• _Task instructions_:
**a.** Rewrite the stretch of the Mellotron speaker thread from "JakubReha commented 4" through "all the speakers.", changing "noise" to "static".
**b.** Write the next part of the Mellotron speaker thread, picking up after its last sentence.

───── Passage to read ─────

NVIDIA / mellotron

Mellotron: a multispeaker voice synthesis model based on Tacotron 2 GST that can make a voice emote and sing without emotive or singing training data
BSD 3-Clause "New" or "Revised" License
854 stars 187 forks source link

Adding another speaker #61

Closed JakubReha closed 4 years ago

JakubReha commented 4 years ago

I am trying to train the pre-trained model LibriTTS with one more speaker. I've added around 15 minutes of audio from this speaker to the train-clean-100 dataset, added the transcription in 85:15 ratio (train:validation) and increased the number of speakers to 124 in hparams.py. Also all the audio files were resampled to 22 050 Hz, 16 bit. But when I run the inference on the checkpoints I get only noise for all the speakers.

───── Entries provided ─────

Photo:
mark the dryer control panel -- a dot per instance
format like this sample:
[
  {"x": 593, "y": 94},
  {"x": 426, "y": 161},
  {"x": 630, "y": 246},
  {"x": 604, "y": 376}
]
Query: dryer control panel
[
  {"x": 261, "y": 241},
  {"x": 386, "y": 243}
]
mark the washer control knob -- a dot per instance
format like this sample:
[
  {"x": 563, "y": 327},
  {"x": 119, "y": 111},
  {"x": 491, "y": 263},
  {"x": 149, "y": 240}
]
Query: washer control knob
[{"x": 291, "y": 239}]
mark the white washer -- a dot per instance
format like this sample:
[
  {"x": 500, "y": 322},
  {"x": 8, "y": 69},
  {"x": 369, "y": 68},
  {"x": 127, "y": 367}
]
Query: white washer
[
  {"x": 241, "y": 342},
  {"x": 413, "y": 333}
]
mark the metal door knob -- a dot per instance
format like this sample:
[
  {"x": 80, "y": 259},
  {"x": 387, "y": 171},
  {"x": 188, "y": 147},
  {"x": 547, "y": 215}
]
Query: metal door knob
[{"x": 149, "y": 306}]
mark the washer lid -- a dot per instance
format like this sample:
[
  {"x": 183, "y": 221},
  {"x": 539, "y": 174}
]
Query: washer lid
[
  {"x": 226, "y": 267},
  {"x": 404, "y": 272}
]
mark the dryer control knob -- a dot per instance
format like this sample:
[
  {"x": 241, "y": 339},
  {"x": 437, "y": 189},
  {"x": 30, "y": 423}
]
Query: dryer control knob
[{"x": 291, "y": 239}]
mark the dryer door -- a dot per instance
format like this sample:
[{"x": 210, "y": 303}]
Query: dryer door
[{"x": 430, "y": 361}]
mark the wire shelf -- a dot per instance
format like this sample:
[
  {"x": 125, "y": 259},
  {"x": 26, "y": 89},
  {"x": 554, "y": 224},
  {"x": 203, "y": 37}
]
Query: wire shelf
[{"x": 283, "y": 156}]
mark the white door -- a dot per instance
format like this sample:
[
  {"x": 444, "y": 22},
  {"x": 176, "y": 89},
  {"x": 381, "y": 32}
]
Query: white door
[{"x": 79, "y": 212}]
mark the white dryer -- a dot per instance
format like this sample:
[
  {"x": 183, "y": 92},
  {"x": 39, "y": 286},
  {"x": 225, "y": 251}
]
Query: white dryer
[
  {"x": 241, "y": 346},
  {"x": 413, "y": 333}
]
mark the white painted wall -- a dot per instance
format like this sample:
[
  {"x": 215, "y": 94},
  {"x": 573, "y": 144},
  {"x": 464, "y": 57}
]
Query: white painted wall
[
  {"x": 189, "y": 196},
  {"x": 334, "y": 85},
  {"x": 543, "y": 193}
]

─────

• _Answers to the tasks_:
**a.**
JakubReha commented 4 years ago

I am trying to train the pre-trained model LibriTTS with one more speaker. I've added around 15 minutes of audio from this speaker to the train-clean-100 dataset, added the transcription in 85:15 ratio (train:validation) and increased the number of speakers to 124 in hparams.py. Also all the audio files were resampled to 22 050 Hz, 16 bit. But when I run the inference on the checkpoints I get only static for all the speakers.

**b.**
Screenshot 2020-05-08 at 12 47 44 Screenshot 2020-05-08 at 12 48 10
CookiePPP commented 4 years ago

Check that the files are definitely 16 bit and have similar volume to the other speakers. The Source Mel should have more detail. Like this

JakubReha commented 4 years ago

They are 16 bit and the volume of the extra speaker is slightly higher, but the thing is that the source mel is still the same regardless of the speaker.

CookiePPP commented 4 years ago

@JakubReha The audio file path for the source mel is printed here. Would you be able to upload and/or check that audio file? paste

rafaelvalle commented 4 years ago

@JakubReha The mel-spectrogram looks suspicious. Can you share an audio file?

rafaelvalle commented 4 years ago

Closing due to inactivity.